SHORT EXERCISE: Please identify each line in the items below that contains the word "dark" and copy those lines out. Case counts.

PROVIDED RECORDS:

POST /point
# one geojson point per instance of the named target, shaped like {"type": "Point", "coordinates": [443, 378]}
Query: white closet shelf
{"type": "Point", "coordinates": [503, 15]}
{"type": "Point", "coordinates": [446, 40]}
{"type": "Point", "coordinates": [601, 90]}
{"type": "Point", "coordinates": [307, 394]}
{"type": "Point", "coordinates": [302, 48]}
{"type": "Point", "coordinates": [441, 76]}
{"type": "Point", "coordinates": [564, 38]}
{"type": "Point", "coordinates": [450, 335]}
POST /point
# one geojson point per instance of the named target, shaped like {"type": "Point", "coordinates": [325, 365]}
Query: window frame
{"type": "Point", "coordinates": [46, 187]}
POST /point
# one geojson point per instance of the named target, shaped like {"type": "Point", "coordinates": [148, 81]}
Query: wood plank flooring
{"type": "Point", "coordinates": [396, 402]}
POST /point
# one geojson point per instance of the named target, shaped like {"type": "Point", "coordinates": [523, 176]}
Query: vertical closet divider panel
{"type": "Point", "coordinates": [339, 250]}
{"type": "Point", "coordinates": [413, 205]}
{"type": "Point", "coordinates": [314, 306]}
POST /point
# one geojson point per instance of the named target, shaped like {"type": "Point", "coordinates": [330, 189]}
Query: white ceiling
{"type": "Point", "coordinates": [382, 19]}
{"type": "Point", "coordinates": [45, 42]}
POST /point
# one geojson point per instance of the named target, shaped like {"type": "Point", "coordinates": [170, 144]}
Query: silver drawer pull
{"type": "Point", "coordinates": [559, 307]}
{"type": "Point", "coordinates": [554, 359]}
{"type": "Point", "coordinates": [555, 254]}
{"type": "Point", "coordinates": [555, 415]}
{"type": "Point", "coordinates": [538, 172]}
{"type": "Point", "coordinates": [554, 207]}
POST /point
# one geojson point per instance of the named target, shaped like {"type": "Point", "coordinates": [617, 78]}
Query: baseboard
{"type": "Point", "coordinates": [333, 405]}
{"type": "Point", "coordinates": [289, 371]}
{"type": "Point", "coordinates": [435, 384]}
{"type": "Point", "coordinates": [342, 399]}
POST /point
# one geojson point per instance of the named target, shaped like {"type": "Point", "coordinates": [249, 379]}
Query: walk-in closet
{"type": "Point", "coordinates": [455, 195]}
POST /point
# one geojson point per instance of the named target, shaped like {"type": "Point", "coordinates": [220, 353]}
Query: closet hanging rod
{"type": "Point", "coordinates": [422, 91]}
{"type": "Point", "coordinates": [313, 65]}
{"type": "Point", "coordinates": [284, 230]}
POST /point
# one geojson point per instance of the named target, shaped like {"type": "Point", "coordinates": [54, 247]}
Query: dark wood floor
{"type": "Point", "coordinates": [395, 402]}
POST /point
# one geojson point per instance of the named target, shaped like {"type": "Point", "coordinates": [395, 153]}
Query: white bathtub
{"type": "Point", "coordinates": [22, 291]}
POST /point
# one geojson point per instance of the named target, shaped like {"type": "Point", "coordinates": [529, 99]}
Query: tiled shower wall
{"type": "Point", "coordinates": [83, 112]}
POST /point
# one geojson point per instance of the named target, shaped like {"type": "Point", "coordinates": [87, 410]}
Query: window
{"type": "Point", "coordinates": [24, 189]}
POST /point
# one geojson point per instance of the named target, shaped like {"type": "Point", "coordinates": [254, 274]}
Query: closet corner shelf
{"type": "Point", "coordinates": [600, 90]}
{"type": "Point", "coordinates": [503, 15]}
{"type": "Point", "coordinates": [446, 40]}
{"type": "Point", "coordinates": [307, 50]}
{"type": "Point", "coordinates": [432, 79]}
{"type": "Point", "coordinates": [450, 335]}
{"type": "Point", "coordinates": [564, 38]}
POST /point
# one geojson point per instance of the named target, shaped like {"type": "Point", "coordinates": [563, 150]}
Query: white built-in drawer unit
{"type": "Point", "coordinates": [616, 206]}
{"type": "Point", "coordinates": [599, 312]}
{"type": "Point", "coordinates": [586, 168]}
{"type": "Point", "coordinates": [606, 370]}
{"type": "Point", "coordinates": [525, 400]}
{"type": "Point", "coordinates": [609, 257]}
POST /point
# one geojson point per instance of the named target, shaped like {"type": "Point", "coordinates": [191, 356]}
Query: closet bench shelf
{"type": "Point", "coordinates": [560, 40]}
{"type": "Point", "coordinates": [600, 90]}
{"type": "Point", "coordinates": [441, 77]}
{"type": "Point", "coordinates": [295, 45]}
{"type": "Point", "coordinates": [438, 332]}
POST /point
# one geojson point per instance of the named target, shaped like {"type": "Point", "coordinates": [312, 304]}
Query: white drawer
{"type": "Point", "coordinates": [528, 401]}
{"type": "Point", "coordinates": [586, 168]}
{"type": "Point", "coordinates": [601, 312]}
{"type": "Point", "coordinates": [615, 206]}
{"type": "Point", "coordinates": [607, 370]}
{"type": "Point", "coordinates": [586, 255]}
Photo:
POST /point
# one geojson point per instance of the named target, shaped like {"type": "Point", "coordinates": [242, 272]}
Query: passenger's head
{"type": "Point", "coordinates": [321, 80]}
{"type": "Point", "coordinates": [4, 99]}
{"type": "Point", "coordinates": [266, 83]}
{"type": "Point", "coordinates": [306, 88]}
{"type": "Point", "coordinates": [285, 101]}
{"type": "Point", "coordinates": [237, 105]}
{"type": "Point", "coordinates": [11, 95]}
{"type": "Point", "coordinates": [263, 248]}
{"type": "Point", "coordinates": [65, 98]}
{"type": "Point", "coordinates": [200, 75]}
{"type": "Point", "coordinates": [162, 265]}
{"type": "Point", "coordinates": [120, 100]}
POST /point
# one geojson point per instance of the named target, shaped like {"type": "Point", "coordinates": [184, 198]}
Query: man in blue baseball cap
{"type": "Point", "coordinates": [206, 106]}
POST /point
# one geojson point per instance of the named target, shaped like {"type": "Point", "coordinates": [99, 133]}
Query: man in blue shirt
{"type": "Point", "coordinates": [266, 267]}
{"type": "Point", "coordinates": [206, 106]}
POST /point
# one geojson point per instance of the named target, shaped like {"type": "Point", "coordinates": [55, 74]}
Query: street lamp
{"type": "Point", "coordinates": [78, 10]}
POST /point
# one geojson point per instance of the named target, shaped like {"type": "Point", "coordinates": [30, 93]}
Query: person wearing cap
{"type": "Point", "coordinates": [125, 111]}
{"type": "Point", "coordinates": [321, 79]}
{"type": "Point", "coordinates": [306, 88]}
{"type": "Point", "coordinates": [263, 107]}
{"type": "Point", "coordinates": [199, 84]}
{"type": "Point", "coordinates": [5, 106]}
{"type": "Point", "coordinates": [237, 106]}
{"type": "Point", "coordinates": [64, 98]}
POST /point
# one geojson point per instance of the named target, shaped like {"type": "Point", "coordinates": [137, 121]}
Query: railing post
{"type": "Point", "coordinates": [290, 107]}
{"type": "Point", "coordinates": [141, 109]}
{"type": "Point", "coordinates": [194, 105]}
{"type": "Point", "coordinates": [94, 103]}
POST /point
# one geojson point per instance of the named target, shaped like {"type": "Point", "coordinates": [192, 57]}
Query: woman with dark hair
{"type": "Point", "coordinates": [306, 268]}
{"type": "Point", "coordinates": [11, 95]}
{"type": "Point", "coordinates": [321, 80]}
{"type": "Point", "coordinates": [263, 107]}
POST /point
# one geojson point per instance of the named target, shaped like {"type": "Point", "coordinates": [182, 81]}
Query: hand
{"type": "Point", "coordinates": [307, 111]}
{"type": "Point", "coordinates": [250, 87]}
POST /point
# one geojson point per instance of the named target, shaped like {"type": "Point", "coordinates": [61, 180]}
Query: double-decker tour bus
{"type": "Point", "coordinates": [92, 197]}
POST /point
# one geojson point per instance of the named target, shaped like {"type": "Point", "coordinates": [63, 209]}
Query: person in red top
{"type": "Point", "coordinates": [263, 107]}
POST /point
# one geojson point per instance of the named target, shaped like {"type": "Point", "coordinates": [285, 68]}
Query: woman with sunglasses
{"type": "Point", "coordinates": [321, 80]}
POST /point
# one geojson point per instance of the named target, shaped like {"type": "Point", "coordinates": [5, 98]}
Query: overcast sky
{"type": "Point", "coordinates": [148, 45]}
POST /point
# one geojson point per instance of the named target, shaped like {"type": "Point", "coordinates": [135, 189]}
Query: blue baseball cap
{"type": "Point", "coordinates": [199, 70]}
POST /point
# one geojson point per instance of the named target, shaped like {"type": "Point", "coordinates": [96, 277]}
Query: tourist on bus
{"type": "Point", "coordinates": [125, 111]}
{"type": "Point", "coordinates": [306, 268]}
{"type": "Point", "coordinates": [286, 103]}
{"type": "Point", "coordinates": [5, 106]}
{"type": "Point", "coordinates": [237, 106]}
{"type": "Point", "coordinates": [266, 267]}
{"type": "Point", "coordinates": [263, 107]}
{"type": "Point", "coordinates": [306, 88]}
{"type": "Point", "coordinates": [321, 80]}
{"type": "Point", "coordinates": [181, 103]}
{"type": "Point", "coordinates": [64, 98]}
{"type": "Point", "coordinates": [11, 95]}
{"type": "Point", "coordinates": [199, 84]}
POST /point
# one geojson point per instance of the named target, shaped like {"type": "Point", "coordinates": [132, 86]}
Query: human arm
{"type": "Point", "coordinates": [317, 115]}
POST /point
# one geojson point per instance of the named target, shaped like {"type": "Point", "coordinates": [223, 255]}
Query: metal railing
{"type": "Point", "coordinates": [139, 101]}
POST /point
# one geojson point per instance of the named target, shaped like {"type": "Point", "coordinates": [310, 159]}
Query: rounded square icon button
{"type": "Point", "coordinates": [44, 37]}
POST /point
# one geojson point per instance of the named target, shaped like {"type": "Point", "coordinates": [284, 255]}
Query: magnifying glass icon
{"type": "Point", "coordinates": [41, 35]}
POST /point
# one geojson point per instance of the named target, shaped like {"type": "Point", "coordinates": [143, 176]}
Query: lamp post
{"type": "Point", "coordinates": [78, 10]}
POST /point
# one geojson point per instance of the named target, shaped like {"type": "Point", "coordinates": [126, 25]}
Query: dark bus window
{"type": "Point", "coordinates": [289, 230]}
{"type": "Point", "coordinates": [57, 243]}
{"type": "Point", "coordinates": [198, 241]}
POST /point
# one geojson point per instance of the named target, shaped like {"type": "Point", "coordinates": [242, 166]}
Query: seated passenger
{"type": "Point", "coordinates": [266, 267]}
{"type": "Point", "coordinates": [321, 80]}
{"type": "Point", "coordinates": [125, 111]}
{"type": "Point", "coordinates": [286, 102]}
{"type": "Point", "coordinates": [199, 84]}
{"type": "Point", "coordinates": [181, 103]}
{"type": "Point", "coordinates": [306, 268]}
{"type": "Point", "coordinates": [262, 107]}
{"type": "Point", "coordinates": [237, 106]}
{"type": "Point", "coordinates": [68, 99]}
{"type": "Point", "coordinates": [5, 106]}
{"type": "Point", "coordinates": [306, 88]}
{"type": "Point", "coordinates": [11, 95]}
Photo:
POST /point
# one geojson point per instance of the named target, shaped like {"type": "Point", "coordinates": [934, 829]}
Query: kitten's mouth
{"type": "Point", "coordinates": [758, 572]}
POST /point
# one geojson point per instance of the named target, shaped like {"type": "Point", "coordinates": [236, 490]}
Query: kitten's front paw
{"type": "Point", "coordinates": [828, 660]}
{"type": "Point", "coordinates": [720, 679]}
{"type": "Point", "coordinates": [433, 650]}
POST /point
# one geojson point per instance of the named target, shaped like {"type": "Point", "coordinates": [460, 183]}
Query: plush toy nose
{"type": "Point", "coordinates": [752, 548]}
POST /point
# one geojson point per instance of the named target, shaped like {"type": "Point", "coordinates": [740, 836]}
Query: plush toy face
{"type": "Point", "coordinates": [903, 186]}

THE SOLUTION:
Query: dark wood floor
Query: woman with dark hair
Query: dark bus window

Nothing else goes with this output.